* SOURCE DOCUMENT

════════

To many, including counsel for Mr. Strieff before the Supreme Court, this reasoning is terrifying. Given that there are millions of unresolved traffic warrants, officers now have no reason not to pull you over arbitrarily; there is a decent chance if you’re living in an impoverished zip code  that they’ll be able to use the warrants to cover up their wrongdoing. Not to worry, says the Supreme Court! The police would never overstep their authority like that, in the mind of Justice Thomas; if they do start engaging in this kind of dragnet policing, they’ll be sued:

Second, Strieff argues that, because of prevalence of outstanding arrest warrants in many jurisdictions, police will engage in dragnet searches if the exclusionary rule is not applied. We think this outcome is unlikely. Such wanton conduct would expose police to civil liability.

════════

* BRIEF A
Reproduce the passage about the Strieff ruling word for word, from its first sentence to its last.
The passage about the Strieff ruling and the entries that follow it are unrelated material.

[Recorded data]
════════

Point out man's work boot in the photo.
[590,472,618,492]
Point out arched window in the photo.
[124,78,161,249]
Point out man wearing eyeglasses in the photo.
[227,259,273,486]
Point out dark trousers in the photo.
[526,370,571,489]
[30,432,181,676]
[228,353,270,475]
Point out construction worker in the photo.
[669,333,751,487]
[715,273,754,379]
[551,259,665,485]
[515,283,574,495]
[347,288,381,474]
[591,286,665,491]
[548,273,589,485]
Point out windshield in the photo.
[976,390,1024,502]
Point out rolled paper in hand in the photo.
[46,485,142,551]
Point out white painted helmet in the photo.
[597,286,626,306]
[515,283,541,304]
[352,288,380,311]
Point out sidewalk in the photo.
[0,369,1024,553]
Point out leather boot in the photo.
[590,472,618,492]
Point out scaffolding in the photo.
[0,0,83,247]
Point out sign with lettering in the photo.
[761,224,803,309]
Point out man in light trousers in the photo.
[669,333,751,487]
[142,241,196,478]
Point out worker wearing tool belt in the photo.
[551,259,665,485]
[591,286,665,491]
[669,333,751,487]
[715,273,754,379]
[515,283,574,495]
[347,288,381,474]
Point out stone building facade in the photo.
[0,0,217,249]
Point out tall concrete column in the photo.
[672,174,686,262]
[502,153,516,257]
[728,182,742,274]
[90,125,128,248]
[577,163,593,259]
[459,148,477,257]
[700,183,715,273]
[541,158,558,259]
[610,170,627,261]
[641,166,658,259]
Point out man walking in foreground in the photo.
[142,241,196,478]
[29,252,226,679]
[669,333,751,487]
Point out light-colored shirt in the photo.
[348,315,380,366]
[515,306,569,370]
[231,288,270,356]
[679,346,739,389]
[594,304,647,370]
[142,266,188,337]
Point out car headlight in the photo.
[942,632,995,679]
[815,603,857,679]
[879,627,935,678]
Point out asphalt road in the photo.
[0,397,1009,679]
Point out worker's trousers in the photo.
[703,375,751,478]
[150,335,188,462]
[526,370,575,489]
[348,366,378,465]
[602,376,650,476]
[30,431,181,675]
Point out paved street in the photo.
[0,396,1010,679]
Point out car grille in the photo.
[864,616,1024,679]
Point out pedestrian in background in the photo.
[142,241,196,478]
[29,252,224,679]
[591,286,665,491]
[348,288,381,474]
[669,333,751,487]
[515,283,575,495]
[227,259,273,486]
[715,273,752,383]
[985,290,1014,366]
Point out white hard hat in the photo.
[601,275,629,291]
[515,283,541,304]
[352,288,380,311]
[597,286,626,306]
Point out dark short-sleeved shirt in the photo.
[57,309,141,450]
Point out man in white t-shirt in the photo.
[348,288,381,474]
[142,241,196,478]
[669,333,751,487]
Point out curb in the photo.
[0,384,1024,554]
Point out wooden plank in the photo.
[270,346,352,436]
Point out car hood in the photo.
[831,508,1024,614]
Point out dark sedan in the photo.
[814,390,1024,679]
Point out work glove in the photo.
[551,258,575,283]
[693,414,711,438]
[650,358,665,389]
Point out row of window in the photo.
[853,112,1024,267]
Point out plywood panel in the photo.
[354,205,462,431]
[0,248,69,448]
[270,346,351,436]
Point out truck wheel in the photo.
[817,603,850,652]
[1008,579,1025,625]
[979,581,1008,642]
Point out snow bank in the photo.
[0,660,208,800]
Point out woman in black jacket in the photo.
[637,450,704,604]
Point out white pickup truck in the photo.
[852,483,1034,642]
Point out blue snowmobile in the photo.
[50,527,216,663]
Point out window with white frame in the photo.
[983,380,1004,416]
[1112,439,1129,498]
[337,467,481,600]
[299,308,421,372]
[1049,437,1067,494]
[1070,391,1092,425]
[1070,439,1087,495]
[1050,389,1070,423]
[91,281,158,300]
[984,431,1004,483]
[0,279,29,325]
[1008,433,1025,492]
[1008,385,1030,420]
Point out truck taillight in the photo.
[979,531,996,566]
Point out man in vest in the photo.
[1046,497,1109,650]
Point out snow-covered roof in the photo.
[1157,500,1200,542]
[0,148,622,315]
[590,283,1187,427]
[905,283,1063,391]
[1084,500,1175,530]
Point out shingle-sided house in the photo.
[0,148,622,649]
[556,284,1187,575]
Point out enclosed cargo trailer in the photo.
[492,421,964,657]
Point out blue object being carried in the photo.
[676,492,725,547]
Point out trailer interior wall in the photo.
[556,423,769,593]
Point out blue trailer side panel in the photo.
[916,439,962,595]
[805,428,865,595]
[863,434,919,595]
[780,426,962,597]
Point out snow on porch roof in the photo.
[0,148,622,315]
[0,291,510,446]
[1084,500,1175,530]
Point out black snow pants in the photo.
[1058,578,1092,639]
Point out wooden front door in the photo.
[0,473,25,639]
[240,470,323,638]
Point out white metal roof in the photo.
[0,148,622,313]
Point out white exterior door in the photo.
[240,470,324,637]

════════

* BRIEF B
Gather every line of the entries that contains the string "trousers", copying each one in full.

* FINAL ANSWER A
To many, including counsel for Mr. Strieff before the Supreme Court, this reasoning is terrifying. Given that there are millions of unresolved traffic warrants, officers now have no reason not to pull you over arbitrarily; there is a decent chance if you’re living in an impoverished zip code  that they’ll be able to use the warrants to cover up their wrongdoing. Not to worry, says the Supreme Court! The police would never overstep their authority like that, in the mind of Justice Thomas; if they do start engaging in this kind of dragnet policing, they’ll be sued:

Second, Strieff argues that, because of prevalence of outstanding arrest warrants in many jurisdictions, police will engage in dragnet searches if the exclusionary rule is not applied. We think this outcome is unlikely. Such wanton conduct would expose police to civil liability.

* FINAL ANSWER B
Point out dark trousers in the photo.
Point out man in light trousers in the photo.
Point out worker's trousers in the photo.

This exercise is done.